Could you copy, exactly as written, every line from the first line of the records through the one containing "2. In the picture above, detect the bowl"?

═════ Input for this task ═════

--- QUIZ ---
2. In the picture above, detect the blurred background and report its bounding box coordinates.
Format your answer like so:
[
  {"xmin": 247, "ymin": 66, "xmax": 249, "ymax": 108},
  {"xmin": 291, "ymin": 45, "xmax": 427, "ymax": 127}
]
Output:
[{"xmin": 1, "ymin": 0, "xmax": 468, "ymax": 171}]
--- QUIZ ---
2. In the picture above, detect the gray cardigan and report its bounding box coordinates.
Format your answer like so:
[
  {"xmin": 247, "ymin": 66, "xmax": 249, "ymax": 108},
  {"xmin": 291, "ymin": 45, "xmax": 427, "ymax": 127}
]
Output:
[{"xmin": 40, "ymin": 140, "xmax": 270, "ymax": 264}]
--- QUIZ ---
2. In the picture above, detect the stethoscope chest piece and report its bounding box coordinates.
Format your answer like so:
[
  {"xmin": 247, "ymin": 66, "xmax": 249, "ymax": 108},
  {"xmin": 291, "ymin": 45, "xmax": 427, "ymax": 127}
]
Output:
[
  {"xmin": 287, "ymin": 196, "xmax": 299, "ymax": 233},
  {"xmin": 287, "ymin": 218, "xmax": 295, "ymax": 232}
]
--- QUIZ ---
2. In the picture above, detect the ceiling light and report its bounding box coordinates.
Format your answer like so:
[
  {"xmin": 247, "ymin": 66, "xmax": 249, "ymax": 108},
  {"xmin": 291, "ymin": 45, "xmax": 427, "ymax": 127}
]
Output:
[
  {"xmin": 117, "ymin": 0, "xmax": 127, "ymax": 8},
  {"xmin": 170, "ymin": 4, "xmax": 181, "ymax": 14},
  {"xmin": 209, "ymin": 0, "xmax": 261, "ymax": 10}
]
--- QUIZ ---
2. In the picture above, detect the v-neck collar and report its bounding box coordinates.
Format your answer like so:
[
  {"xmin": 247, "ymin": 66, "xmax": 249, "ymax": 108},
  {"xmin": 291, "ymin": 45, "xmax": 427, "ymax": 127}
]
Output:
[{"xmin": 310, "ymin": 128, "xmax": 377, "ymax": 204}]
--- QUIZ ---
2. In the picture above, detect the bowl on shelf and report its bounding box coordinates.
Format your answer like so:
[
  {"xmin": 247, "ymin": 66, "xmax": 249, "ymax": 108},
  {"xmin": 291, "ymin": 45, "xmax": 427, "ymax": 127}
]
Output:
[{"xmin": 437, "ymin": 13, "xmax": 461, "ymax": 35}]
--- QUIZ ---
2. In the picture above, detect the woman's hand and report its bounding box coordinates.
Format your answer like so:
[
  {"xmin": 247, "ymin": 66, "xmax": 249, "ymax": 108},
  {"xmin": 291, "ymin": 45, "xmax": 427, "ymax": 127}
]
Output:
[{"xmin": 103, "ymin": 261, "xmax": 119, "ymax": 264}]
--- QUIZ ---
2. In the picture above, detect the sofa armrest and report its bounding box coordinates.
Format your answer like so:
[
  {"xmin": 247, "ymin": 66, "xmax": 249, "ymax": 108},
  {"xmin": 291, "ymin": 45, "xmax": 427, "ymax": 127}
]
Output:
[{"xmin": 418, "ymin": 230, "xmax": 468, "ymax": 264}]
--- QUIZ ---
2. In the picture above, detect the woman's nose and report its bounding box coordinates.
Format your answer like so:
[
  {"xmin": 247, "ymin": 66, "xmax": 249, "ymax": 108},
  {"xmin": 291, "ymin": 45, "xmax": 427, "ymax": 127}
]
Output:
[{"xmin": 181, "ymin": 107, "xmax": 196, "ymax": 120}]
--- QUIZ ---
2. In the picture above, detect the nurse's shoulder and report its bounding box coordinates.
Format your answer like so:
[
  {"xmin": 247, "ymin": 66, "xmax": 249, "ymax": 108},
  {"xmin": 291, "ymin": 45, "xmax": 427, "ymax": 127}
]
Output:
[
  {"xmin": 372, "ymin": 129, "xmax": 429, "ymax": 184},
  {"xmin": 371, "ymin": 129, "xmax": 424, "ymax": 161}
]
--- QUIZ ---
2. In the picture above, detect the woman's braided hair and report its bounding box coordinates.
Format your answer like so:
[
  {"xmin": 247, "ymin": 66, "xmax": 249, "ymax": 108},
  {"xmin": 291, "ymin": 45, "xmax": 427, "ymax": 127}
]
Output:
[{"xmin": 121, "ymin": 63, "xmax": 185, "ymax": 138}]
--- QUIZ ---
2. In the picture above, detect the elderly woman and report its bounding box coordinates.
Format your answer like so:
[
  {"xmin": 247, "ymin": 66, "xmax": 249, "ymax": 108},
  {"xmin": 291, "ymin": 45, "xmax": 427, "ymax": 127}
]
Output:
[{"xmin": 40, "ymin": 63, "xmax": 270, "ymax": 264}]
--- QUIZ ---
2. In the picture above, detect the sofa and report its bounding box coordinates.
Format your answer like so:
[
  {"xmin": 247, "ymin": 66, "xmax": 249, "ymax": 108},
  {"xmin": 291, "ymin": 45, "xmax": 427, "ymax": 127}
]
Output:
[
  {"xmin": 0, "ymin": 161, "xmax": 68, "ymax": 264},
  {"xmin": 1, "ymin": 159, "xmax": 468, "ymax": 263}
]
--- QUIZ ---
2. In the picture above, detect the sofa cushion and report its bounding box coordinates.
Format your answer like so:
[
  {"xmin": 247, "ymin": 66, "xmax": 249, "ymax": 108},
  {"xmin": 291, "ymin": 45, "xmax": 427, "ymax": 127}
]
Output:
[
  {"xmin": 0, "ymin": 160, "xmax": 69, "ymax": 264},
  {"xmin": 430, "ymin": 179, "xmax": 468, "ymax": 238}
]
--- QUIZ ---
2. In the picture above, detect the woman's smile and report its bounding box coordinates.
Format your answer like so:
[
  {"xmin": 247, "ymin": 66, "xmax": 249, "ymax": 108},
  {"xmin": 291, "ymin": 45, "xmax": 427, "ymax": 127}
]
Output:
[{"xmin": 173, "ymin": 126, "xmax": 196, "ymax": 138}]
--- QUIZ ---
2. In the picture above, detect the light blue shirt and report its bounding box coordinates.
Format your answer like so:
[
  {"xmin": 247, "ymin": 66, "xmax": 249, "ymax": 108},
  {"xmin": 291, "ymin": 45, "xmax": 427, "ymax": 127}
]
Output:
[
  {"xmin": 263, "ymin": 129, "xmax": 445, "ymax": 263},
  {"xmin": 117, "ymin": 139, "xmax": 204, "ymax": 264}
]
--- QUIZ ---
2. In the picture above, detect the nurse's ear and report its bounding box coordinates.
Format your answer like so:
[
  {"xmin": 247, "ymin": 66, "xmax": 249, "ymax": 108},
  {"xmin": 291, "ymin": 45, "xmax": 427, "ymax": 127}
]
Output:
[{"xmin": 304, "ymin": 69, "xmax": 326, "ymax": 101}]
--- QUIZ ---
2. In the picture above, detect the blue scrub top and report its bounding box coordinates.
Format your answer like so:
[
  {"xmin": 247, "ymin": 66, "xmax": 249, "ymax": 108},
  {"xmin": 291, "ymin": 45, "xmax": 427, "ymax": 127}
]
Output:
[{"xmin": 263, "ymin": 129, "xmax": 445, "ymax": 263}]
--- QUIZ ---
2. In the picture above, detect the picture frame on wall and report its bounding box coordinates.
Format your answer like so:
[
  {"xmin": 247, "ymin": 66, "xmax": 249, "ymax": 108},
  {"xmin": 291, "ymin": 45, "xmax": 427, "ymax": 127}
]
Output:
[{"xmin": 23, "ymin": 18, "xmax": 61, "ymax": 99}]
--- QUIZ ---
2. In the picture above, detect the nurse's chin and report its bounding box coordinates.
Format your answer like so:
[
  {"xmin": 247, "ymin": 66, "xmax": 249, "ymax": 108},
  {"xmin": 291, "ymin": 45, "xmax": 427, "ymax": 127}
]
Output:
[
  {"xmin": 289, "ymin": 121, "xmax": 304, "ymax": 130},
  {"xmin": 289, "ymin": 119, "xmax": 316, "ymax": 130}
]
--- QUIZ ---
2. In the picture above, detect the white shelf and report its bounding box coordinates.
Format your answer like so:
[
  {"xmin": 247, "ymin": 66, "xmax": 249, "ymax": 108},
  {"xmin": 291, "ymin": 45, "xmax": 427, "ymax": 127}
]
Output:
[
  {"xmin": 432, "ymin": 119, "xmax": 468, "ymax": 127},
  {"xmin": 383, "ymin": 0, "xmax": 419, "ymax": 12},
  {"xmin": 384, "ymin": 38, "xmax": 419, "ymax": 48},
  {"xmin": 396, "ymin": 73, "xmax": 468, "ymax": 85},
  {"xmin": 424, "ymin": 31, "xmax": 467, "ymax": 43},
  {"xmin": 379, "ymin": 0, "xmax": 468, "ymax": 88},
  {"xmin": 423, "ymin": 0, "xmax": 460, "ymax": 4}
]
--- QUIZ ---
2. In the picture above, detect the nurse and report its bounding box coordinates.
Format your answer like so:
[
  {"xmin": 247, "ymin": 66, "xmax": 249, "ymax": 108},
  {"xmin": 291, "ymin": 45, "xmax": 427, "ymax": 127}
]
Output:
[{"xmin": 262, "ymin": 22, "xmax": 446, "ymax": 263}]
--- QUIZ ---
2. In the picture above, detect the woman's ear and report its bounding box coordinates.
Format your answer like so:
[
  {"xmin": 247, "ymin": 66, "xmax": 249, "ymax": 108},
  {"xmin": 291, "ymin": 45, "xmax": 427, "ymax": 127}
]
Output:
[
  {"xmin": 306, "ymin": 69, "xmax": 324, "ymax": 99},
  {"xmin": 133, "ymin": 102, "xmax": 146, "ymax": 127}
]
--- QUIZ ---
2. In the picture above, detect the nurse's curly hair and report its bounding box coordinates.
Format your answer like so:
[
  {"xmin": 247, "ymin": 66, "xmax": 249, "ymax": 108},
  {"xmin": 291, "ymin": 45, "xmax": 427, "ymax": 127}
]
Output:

═════

Answer to this task =>
--- QUIZ ---
2. In the picture above, detect the blurred background and report its bounding box coordinates.
Format your answer like so:
[
  {"xmin": 247, "ymin": 66, "xmax": 249, "ymax": 108},
  {"xmin": 291, "ymin": 45, "xmax": 427, "ymax": 127}
]
Output:
[{"xmin": 1, "ymin": 0, "xmax": 468, "ymax": 171}]
--- QUIZ ---
2. In the picture above, detect the gray cardigan and report its bounding box coordinates.
Format your answer like so:
[
  {"xmin": 247, "ymin": 66, "xmax": 249, "ymax": 108},
  {"xmin": 291, "ymin": 45, "xmax": 427, "ymax": 127}
]
Output:
[{"xmin": 40, "ymin": 140, "xmax": 270, "ymax": 264}]
--- QUIZ ---
2. In the picture above, detect the stethoscope chest piece and report its bounding box coordinates.
Format your answer like so:
[
  {"xmin": 247, "ymin": 66, "xmax": 249, "ymax": 108},
  {"xmin": 291, "ymin": 45, "xmax": 427, "ymax": 127}
]
Output:
[
  {"xmin": 287, "ymin": 196, "xmax": 299, "ymax": 233},
  {"xmin": 287, "ymin": 218, "xmax": 295, "ymax": 232}
]
--- QUIZ ---
2. In the picture above, detect the ceiling light and report its bounding box coordinates.
Format your answer like so:
[
  {"xmin": 247, "ymin": 66, "xmax": 249, "ymax": 108},
  {"xmin": 291, "ymin": 45, "xmax": 427, "ymax": 127}
]
Output:
[
  {"xmin": 117, "ymin": 0, "xmax": 127, "ymax": 8},
  {"xmin": 170, "ymin": 4, "xmax": 181, "ymax": 14},
  {"xmin": 209, "ymin": 0, "xmax": 261, "ymax": 10}
]
--- QUIZ ---
2. In the picture above, detect the v-neck collar and report its bounding box coordinates.
Format your answer like so:
[
  {"xmin": 247, "ymin": 66, "xmax": 249, "ymax": 108},
  {"xmin": 291, "ymin": 45, "xmax": 427, "ymax": 127}
]
Output:
[{"xmin": 310, "ymin": 128, "xmax": 377, "ymax": 204}]
--- QUIZ ---
2. In the picture above, detect the bowl on shelf and report its bounding box coordinates.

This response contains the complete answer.